__Materials provided__
------------------------------
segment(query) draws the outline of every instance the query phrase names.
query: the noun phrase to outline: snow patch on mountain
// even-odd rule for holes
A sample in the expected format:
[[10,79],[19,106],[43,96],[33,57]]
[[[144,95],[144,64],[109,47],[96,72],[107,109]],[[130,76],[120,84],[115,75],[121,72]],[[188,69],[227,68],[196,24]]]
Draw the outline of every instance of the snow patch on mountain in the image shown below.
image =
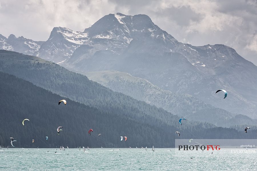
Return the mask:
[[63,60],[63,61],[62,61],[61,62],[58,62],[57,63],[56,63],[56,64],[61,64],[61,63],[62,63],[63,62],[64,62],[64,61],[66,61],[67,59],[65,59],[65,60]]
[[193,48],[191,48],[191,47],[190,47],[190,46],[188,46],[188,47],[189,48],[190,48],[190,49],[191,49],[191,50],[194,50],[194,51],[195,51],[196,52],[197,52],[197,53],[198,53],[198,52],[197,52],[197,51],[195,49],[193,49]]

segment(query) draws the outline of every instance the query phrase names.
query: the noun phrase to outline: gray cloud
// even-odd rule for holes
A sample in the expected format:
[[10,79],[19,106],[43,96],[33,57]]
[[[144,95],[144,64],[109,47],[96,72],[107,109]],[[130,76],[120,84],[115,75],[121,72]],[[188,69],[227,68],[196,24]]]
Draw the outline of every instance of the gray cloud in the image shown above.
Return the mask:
------------------------------
__Stated goal__
Count the lines of the material above that contain the string "shown". Give only the number.

__Worked solution__
2